_TRECHO DO DOCUMENTO_

++++++++

A mudança nesse cenário de “pulverização” de localidades fica evidente quando se compara o aumento da população nesses 12 anos, cerca de 6%, com o aumento de 34% no número de municípios brasileiros. A população cresceu em 3.165 cidades e caiu em 2.397.

Grande lotação em festa de agronegócio em Ribeirão Preto, no interior paulista, demonstra crescimento da população envolvida com o setor (Crédito:Divulgação)

Agro, um dos “vilões”

A força do agronegócio é apontada como fator determinante da interiorização por praticamente todos os especialistas que comentam o perfil demográfico do novo Censo.

O sinalizador nessa observação é o crescimento populacional na região Centro-Oeste, que concentra a maior parte do agronegócio do País.

Mato Grosso, Mato Grosso do Sul, Goiás e Distrito Federal tiveram alta populacional de 1,23% , mais do que o dobro da média em todo País, 0,52%.

++++++++

_DADOS_
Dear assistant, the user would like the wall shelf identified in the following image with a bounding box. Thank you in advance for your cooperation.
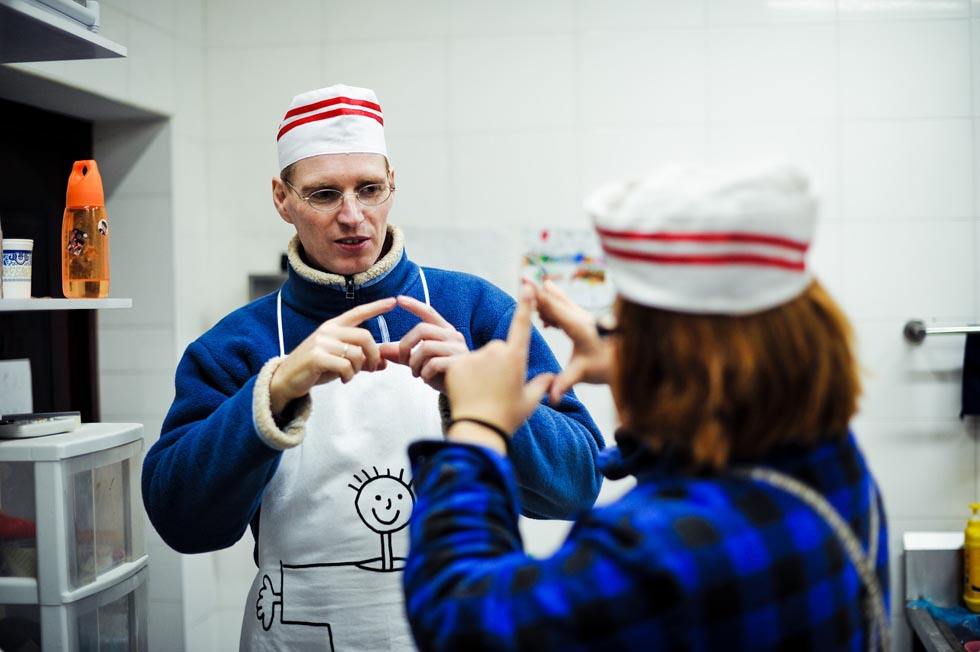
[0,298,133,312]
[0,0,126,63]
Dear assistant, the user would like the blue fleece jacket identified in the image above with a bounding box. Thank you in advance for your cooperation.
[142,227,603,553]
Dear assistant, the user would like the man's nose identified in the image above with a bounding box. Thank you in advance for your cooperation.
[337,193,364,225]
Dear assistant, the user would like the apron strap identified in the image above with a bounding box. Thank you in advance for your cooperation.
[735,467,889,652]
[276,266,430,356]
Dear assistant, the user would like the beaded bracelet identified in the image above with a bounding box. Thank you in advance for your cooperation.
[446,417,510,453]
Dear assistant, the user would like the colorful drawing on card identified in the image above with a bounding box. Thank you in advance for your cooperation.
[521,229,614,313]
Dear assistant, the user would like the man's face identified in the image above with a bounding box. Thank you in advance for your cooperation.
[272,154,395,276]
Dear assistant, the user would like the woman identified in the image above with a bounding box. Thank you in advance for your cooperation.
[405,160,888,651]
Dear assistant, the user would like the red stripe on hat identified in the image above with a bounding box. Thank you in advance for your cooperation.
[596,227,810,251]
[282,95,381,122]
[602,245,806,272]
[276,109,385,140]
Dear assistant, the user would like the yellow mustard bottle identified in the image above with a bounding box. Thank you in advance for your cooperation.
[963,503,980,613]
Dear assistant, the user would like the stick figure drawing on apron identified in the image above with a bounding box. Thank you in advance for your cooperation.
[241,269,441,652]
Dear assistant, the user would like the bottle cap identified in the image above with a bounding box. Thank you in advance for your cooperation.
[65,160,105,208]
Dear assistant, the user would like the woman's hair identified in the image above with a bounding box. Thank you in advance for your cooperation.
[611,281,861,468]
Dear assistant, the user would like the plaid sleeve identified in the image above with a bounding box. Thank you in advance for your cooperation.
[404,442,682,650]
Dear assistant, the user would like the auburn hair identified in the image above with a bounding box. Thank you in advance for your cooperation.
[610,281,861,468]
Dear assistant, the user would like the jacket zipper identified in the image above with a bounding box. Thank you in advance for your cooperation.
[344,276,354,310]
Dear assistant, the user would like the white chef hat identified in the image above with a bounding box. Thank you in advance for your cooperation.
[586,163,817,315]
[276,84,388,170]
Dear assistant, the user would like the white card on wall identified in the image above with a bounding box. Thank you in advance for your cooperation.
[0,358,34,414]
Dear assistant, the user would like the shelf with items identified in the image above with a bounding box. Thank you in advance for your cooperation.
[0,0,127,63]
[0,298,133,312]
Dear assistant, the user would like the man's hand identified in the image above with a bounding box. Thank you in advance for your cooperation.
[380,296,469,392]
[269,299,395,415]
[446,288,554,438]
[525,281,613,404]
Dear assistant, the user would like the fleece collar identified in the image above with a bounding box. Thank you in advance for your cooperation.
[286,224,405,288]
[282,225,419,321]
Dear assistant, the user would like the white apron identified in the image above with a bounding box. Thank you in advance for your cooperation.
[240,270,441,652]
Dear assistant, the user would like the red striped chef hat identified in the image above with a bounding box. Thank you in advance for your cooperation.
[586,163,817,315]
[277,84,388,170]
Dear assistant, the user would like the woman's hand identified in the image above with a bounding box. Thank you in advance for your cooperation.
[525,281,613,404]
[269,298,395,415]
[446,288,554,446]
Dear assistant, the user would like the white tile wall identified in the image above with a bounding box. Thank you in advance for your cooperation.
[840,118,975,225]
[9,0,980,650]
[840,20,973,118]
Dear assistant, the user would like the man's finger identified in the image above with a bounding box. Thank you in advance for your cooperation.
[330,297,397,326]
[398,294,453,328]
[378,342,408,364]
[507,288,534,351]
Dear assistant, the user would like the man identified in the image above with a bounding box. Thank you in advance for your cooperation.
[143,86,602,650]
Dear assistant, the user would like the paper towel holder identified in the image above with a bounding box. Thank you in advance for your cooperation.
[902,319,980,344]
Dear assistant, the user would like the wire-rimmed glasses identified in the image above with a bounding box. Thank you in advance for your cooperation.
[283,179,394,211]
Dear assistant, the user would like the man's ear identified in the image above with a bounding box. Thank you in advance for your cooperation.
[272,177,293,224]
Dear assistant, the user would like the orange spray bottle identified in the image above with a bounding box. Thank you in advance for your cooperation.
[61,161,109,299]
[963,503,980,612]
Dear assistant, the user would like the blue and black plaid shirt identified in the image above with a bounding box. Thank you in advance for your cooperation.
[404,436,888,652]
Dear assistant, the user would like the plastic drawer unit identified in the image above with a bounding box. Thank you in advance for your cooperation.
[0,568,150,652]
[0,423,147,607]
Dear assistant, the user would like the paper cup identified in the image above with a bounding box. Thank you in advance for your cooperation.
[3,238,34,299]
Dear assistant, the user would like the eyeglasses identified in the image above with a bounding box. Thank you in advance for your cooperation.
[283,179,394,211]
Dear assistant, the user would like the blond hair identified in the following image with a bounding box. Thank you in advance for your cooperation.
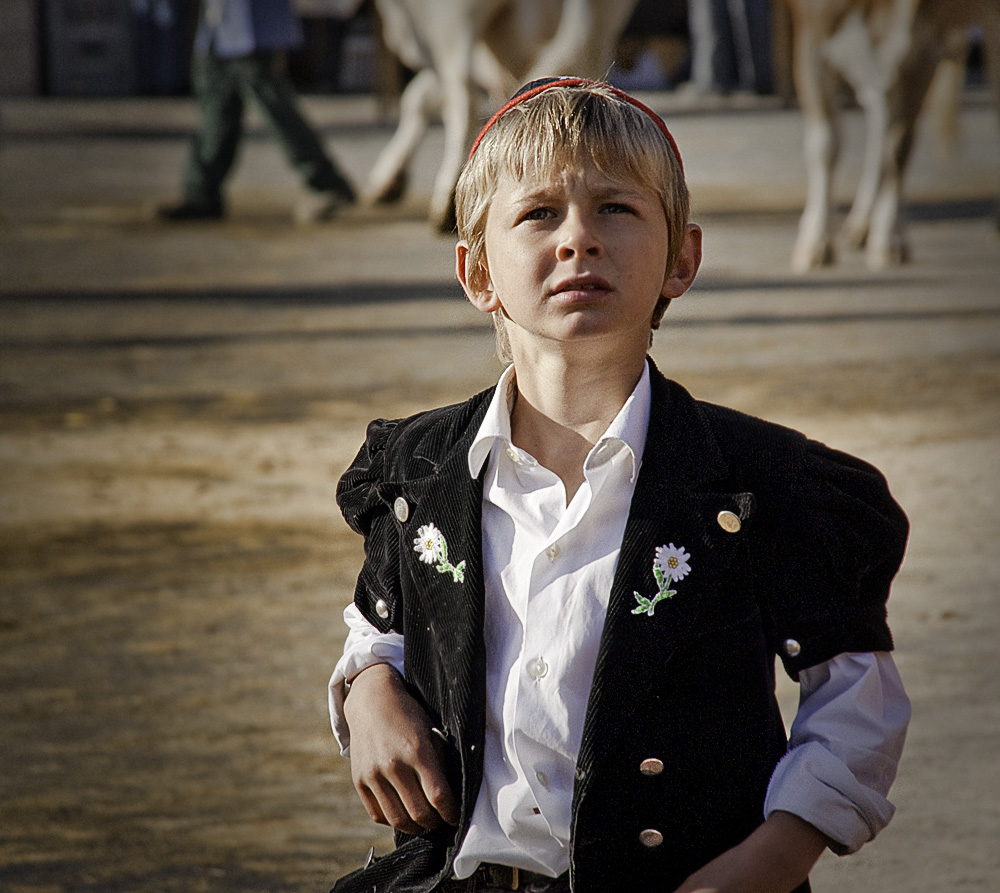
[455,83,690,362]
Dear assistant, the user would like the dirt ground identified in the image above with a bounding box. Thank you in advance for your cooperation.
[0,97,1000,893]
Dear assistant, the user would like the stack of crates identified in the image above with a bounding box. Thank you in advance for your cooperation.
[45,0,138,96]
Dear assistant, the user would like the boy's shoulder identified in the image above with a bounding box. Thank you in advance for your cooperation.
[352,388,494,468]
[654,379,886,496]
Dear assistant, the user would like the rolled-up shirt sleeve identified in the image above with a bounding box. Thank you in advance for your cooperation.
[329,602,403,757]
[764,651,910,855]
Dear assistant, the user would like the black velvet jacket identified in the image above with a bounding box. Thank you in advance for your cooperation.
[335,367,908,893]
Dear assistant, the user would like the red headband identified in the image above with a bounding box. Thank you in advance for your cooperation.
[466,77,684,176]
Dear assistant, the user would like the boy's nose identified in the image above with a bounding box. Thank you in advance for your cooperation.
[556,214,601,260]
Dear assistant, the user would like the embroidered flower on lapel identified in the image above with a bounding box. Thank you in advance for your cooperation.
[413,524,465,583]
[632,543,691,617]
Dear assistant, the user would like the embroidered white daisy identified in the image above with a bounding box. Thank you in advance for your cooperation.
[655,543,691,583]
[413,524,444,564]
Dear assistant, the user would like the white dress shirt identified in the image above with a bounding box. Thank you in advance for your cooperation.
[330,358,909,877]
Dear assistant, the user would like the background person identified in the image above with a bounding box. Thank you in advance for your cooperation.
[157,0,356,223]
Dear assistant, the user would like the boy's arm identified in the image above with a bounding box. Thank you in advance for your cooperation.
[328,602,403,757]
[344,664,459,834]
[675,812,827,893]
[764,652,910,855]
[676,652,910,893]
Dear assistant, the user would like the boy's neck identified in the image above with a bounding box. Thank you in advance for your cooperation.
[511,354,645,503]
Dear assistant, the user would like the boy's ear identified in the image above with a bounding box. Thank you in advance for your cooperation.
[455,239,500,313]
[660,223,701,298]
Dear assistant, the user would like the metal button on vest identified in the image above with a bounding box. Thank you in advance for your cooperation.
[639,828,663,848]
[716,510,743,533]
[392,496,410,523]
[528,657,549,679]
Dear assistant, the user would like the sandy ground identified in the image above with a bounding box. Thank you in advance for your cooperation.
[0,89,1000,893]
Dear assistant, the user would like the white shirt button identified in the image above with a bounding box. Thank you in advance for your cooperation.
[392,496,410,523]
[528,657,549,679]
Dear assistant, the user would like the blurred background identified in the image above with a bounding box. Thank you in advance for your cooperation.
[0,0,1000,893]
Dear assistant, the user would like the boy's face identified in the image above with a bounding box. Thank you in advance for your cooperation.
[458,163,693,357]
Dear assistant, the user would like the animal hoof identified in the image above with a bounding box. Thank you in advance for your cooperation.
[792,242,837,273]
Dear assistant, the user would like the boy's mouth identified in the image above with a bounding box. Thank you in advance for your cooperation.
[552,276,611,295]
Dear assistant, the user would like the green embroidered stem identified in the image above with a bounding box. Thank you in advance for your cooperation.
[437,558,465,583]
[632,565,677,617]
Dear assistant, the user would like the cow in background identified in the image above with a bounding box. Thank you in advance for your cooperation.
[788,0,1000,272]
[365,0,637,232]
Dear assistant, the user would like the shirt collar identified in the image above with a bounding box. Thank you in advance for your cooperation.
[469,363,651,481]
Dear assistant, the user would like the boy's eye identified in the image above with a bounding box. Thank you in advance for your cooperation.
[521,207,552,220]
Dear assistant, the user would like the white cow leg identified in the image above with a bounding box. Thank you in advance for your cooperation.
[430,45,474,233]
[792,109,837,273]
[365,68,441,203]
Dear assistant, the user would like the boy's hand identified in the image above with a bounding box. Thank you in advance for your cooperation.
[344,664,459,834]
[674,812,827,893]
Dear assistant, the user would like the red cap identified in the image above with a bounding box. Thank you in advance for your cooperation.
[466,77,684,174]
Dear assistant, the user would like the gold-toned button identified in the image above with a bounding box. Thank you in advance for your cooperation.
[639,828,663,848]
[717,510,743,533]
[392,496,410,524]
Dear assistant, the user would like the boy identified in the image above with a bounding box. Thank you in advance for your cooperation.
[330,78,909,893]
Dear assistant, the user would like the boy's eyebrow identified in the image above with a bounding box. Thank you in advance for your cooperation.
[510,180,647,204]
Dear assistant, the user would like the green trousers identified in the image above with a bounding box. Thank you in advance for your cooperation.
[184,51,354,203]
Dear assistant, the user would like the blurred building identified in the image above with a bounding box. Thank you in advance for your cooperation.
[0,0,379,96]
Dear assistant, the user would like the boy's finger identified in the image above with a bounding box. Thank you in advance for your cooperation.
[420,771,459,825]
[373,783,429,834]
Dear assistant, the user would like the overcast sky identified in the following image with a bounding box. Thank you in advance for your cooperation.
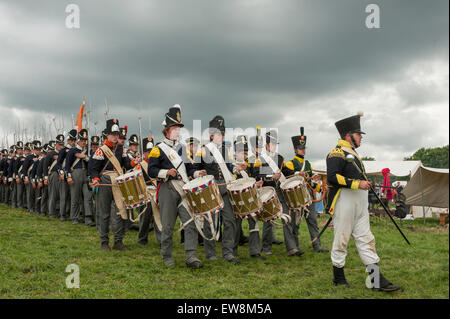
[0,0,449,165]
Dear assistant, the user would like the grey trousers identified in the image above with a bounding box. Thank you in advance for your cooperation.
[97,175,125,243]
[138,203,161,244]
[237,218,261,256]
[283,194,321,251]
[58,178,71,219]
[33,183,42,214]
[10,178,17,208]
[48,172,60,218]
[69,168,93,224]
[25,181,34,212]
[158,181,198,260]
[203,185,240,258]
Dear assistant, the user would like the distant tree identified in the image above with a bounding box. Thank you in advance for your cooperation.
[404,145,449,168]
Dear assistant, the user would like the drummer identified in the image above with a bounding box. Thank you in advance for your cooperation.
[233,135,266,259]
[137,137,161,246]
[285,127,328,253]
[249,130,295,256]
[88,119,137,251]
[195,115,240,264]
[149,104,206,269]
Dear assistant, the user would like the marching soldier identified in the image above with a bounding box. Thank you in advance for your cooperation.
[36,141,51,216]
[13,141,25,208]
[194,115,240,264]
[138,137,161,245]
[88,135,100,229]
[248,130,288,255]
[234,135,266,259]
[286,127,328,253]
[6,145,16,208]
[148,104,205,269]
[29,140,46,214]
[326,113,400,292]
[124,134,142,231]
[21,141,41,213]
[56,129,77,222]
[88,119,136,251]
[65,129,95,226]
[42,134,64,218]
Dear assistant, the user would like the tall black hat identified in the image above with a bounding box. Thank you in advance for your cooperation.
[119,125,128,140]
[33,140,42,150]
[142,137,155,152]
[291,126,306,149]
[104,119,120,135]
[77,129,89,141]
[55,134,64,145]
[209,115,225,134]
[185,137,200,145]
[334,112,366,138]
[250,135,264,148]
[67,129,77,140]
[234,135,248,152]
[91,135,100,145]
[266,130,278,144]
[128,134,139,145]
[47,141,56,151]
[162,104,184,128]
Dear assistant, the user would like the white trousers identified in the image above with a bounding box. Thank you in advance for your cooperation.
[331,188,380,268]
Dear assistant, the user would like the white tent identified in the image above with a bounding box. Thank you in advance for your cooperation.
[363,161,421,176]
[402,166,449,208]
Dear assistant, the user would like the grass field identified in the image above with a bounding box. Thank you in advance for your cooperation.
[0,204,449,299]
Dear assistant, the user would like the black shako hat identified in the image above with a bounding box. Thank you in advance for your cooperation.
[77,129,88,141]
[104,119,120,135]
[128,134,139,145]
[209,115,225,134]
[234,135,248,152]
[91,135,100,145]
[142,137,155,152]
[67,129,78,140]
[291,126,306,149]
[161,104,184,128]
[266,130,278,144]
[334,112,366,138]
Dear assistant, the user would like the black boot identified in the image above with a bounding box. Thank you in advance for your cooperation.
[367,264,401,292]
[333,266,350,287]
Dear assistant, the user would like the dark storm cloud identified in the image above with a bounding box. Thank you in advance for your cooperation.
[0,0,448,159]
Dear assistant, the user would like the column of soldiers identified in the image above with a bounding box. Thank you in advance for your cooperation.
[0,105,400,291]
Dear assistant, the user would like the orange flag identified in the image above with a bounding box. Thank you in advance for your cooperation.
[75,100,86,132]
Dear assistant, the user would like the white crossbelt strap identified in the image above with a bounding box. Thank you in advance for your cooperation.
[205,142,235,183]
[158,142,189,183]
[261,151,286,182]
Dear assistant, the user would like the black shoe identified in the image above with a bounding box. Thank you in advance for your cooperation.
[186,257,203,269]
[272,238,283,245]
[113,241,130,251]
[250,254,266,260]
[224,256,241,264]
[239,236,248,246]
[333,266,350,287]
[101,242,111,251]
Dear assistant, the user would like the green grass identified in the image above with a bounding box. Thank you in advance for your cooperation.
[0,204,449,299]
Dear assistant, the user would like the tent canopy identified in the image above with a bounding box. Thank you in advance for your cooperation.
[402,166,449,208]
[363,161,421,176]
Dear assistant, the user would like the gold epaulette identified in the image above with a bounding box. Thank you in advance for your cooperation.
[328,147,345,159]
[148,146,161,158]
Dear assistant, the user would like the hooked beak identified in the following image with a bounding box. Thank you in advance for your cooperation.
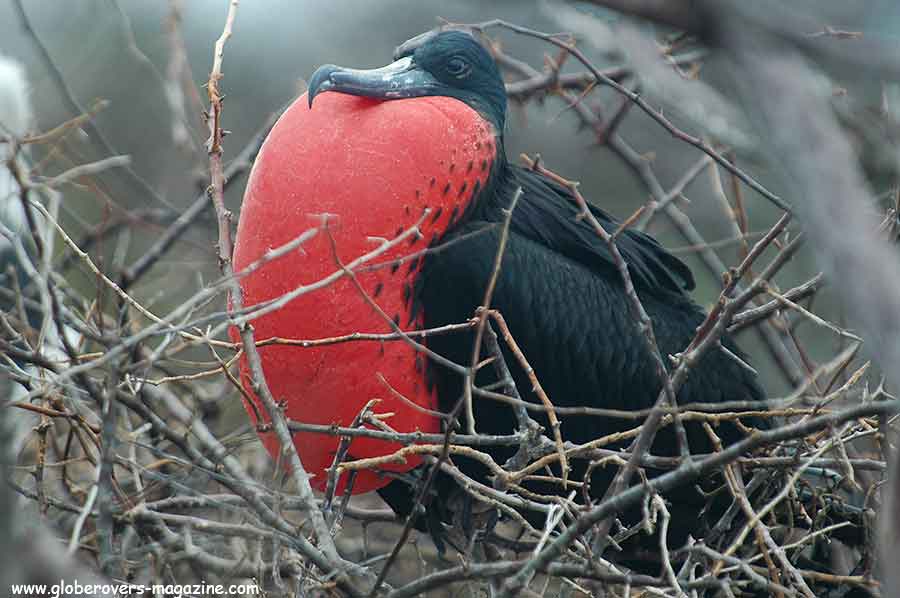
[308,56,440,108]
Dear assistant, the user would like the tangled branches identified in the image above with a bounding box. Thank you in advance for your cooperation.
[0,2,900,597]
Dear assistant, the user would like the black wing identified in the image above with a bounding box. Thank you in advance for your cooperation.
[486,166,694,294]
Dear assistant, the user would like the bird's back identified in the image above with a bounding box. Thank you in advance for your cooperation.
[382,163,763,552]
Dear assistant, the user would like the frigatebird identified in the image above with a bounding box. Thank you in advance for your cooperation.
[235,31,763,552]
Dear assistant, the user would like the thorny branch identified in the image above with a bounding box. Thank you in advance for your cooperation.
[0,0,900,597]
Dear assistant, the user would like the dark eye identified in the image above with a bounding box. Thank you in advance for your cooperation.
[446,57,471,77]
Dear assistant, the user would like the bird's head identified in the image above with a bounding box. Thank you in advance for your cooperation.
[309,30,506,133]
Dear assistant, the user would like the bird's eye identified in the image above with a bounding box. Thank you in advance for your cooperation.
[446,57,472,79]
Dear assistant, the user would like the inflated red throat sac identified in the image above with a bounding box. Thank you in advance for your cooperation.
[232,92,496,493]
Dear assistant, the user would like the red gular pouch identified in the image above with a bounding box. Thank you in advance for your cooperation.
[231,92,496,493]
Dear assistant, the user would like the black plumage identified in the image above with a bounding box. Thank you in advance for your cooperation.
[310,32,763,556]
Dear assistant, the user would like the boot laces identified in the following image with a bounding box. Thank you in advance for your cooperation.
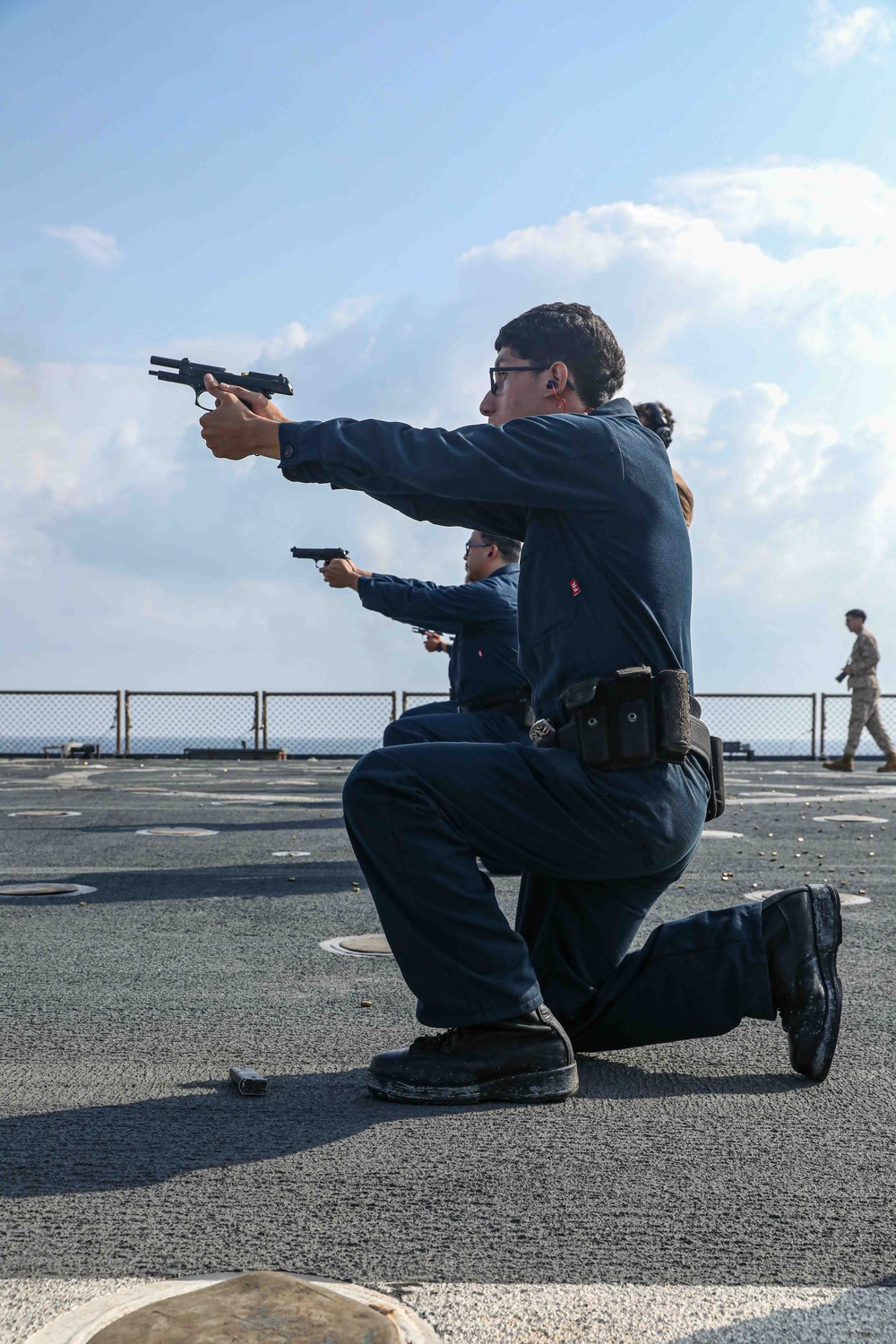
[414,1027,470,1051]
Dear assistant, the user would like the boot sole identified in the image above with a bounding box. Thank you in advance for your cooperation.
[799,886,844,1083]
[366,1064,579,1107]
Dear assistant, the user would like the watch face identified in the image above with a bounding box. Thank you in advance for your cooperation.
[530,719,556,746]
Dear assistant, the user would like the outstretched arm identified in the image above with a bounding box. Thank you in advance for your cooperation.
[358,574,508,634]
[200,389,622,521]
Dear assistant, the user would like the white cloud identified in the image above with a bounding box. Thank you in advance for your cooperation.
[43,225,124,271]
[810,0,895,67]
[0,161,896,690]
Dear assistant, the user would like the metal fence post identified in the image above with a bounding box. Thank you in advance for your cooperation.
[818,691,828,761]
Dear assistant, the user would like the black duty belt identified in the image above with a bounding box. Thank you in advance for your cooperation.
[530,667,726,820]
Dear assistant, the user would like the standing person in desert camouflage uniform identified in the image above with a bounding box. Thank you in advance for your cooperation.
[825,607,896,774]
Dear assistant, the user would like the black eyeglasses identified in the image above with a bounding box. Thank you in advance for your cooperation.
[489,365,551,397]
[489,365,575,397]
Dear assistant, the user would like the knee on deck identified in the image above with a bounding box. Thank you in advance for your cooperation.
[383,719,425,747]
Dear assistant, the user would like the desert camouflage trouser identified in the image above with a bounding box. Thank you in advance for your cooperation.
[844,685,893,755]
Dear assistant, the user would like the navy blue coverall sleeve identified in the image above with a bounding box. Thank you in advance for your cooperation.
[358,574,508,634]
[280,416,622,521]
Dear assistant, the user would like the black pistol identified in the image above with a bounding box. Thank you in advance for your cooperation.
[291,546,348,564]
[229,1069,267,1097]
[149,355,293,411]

++++++++

_ENUNCIADO_
Segundo o trecho sobre o novo Censo, em quantas cidades a população caiu?

_RESPOSTA_
Em 2.397 cidades.